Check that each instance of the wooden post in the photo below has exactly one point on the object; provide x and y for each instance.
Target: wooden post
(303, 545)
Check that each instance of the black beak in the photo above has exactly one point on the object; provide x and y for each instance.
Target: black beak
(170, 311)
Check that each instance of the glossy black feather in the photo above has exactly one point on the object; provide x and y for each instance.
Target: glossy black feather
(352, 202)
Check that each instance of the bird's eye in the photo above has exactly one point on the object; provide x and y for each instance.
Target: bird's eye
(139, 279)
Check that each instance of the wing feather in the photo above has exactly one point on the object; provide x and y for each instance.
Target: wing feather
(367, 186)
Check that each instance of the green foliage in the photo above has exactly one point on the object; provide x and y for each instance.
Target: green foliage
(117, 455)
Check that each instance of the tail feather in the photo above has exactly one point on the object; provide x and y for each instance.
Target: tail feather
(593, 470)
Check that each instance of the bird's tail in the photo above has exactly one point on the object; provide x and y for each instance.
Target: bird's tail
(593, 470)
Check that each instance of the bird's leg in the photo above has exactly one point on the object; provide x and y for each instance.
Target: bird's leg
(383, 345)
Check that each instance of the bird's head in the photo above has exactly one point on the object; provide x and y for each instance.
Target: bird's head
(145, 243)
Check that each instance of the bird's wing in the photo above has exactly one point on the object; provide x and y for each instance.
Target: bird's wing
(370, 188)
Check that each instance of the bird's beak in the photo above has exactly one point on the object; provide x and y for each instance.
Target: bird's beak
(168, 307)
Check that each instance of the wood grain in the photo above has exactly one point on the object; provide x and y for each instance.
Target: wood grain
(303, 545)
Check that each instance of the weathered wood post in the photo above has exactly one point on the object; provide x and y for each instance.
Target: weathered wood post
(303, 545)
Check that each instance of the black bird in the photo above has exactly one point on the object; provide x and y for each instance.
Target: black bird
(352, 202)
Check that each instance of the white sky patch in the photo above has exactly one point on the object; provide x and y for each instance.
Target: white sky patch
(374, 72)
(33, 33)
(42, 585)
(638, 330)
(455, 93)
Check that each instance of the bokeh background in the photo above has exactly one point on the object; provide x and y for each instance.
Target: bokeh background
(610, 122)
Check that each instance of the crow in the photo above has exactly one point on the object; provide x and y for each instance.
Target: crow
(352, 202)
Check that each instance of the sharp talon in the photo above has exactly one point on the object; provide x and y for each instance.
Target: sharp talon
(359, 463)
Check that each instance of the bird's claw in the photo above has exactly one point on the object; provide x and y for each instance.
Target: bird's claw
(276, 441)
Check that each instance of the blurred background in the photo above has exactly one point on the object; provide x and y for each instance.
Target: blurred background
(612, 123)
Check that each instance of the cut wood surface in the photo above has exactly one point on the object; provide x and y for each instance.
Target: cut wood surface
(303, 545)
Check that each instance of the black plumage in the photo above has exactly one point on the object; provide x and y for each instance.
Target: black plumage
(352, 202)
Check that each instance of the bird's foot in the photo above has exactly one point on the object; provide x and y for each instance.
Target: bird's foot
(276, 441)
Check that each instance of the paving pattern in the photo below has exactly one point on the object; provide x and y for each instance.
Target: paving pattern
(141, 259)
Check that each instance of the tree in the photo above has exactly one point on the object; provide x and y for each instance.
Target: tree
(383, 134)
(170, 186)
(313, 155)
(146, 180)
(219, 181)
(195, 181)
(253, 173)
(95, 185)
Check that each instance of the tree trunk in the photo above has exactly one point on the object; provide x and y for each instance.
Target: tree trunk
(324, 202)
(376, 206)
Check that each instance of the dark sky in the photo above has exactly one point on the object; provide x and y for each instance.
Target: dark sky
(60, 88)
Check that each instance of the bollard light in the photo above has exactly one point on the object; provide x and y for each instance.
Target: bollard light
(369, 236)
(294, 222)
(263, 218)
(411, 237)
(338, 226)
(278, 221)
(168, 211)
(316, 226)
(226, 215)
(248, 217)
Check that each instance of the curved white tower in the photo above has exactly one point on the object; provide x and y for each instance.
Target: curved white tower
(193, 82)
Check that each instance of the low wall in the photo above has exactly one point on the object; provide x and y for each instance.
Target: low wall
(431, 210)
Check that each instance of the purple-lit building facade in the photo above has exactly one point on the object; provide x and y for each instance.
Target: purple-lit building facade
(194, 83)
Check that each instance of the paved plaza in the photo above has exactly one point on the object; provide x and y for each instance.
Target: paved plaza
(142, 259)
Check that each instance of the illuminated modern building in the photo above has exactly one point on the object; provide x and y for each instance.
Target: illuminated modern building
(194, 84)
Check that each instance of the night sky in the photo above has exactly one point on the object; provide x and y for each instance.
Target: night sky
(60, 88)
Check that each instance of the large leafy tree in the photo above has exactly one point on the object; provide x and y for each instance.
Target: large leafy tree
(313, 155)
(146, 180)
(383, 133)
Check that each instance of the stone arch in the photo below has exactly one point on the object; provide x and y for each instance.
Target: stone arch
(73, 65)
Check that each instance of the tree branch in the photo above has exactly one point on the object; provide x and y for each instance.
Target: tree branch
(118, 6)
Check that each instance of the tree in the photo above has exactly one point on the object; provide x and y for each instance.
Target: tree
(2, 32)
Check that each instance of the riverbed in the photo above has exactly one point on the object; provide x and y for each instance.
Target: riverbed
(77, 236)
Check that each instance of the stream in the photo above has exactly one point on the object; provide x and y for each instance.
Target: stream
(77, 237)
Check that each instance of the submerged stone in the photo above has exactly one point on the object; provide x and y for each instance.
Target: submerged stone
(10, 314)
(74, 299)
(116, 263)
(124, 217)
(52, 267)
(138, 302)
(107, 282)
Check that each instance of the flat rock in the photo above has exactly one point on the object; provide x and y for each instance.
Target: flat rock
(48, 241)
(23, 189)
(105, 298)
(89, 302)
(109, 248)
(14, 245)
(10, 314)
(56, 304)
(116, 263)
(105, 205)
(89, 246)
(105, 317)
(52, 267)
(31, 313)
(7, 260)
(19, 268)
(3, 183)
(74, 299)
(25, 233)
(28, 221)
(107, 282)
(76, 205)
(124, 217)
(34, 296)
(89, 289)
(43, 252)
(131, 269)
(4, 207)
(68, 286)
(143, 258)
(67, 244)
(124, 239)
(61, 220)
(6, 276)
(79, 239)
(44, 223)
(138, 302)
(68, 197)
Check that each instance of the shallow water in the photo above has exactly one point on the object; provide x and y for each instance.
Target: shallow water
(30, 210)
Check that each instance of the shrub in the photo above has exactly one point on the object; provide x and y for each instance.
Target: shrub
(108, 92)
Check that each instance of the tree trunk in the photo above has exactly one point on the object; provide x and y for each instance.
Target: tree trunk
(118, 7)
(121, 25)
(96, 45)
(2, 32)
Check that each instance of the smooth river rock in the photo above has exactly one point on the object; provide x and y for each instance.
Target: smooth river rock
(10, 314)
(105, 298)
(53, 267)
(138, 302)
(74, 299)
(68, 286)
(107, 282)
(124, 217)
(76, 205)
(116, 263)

Required work: Give the listing again in its entirety, exactly as written.

Solution to this exercise:
Check that each instance of the wooden post in the photo below has exactly one point on the object; provide x and y for each instance.
Target: wooden post
(303, 545)
Check that each instance of the black beak in the photo above has exactly one point on the object; provide x and y for each instance.
Target: black beak
(170, 311)
Check that each instance of the glossy black feather in the photo above has exactly one point on the object; provide x and y for each instance.
Target: glossy black feather
(352, 202)
Check that each instance of the bird's eye in the photo above has exactly one point on the object; provide x and y for each instance.
Target: bird's eye
(139, 279)
Check that each instance of the wing feather in the photo above has exactly one point on the object; provide x and y for each instance.
Target: wing feather
(367, 186)
Check that each instance of the green foliage in the photo above has exactly one point on the object; provide x and y for each instance.
Target: green foliage
(117, 455)
Check that each instance of the tail feather in the photo above has exactly one point on the object; provide x and y for each instance.
Target: tail feather
(593, 470)
Check that each instance of the bird's tail in the photo above has exactly one point on the object; provide x and y for each instance.
Target: bird's tail
(593, 470)
Check that each instance of the bird's leg in the photo above has exactly one point on the object; provide x and y for each instance.
Target: bird's leg
(383, 345)
Check that each instance of the bird's head in the photo above has exactly one point on the object; provide x and y for each instance.
Target: bird's head
(145, 243)
Check that each instance of the bird's wing in the photo above has exactly one point on the object; provide x and y for each instance.
Target: bird's wing
(370, 188)
Check that each instance of the bird's beak in the photo above has exactly one point on the object; provide x and y for each instance.
Target: bird's beak
(168, 307)
Check that each instance of the wood grain in the photo above has exactly one point on the object; provide x and y for each instance.
Target: wood grain
(303, 545)
Check that each instance of the weathered wood post in the photo above has exactly one point on the object; provide x and y for each instance.
Target: weathered wood post
(303, 545)
Check that each instance of the black bird in the photo above has exactly one point on the object; provide x and y for each instance.
Target: black bird
(352, 202)
Check that each instance of the white sky patch in the photo above has exactly one point on the object; provide x and y for each instance.
Target: white sky patch
(374, 72)
(33, 33)
(42, 585)
(638, 330)
(455, 93)
Check that each instance of the bokeh background in the photo above has exactly one point on the object; provide x and y for each instance.
Target: bokeh background
(610, 122)
Check that each instance of the crow in the photo above has exactly one point on the object; provide x and y for each instance.
Target: crow
(352, 202)
Check that each instance of the sharp talon in the photo above has exactly one point on the object; provide x and y for each instance.
Target: sharp talon
(359, 463)
Check that each instance of the bird's claw in the photo above has exactly one point on the object; provide x and y for each instance.
Target: bird's claw
(276, 441)
Check that each instance of the blurred background in the photo above has exactly one point on the object; provide x and y for each instance.
Target: blurred background
(612, 123)
Check that each instance of the cut wood surface in the photo above has exactly one point on the object; provide x and y for each instance.
Target: cut wood surface
(303, 545)
Check that each instance of the black plumage in the photo above has exactly one point on the object; provide x and y for each instance.
Target: black plumage
(352, 202)
Check that each instance of the bird's foot in the photo above has exactly one point on the object; provide x and y for each instance.
Target: bird's foot
(276, 441)
Check that each instance of the paving pattern in the photo below has exactly one point on the object; provide x and y for each instance.
Target: paving pattern
(141, 259)
Check that each instance of the tree in the photo above has exactly one point on the object; provide x and y for each instance.
Target: tree
(383, 134)
(170, 186)
(313, 155)
(146, 180)
(219, 181)
(195, 181)
(253, 173)
(95, 185)
Check that each instance of the tree trunk in the photo above has exactly one point on the object; provide x and y for each instance.
Target: tree trunk
(324, 202)
(376, 206)
Check that each instance of the dark sky in the photo above has exactly one point on the object; provide x and y for each instance.
Target: dark sky
(60, 88)
Check that each instance of the bollard light in the photo above has exactly one point on the object; provide x and y for each instance.
Target: bollard light
(369, 236)
(294, 222)
(263, 218)
(411, 237)
(338, 226)
(278, 221)
(168, 211)
(316, 226)
(226, 215)
(248, 217)
Check that each instance of the curved white tower in the photo above has exactly one point on the object; provide x and y for each instance.
Target: curved white tower
(193, 82)
Check that each instance of the low wall in the photo above has exactly one point on the object; provide x and y for each instance.
Target: low wall
(431, 210)
Check that each instance of the purple-lit building facade in the photo above has exactly one point on the object; provide x and y for each instance.
Target: purple-lit building facade
(194, 83)
Check that each instance of the paved plaza in the photo above has exactly one point on the object; provide x and y for each instance.
Target: paved plaza
(142, 259)
Check that each instance of the illuminated modern building in the photo above has exactly one point on the object; provide x and y for each instance.
Target: illuminated modern building
(194, 84)
Check that each instance of the night sky in the photo above has exactly one point on the object; provide x and y for each instance.
Target: night sky
(60, 88)
Check that each instance of the large leafy tree in the photo above has exactly one point on the object; provide x and y for each instance.
Target: large leafy tree
(313, 155)
(146, 180)
(383, 133)
Check that each instance of the stone arch in the photo below has exactly one point on the object; provide x and y for each instance.
Target: stone arch
(73, 65)
Check that each instance of the tree branch in the photo above has exactly one point on the object; provide x and y for each instance.
Target: tree branch
(118, 6)
Check that each instance of the tree in the photo above has exactly one point on the object; provide x and y for each instance.
Target: tree
(2, 32)
Check that each instance of the riverbed in the photo above has exactly one point on the object; provide x and y for each instance.
Target: riverbed
(77, 236)
Check that each instance of the stream in the photo above has exactly one point on the object; provide x and y for each instance.
Target: stream
(77, 237)
Check that each instance of the submerged stone in the photo above has exactly one point on the object; provide x and y for each instance.
Target: submerged stone
(10, 314)
(74, 299)
(116, 263)
(124, 217)
(52, 267)
(138, 302)
(107, 282)
Check that each instance of the flat rock in the photo above has exactly one point on the object; provide x and y for each instance.
Target: flat rock
(48, 241)
(23, 189)
(105, 298)
(89, 302)
(109, 248)
(14, 245)
(10, 314)
(56, 304)
(116, 263)
(105, 205)
(89, 246)
(105, 317)
(52, 267)
(31, 313)
(7, 260)
(19, 268)
(3, 183)
(74, 299)
(25, 233)
(28, 221)
(107, 282)
(76, 205)
(124, 217)
(34, 296)
(89, 289)
(43, 252)
(131, 269)
(4, 207)
(68, 286)
(143, 258)
(67, 244)
(124, 239)
(61, 220)
(6, 276)
(79, 239)
(44, 223)
(138, 302)
(68, 197)
Check that each instance of the shallow water in the photo above has exactly one point on the object; provide x and y for each instance.
Target: shallow water
(30, 210)
Check that each instance of the shrub in the photo above has exactly one point on the object; provide x and y for each instance.
Target: shrub
(108, 92)
Check that each instance of the tree trunk in the photo above has exactly one point on the object; provide x and y for each instance.
Target: tree trunk
(118, 7)
(121, 25)
(96, 45)
(2, 32)
Check that each instance of the smooth river rock in the photo above has exactly one point on the object; provide x and y for each instance.
Target: smooth river rock
(10, 314)
(105, 298)
(53, 267)
(138, 302)
(74, 299)
(68, 286)
(107, 282)
(124, 217)
(76, 205)
(116, 263)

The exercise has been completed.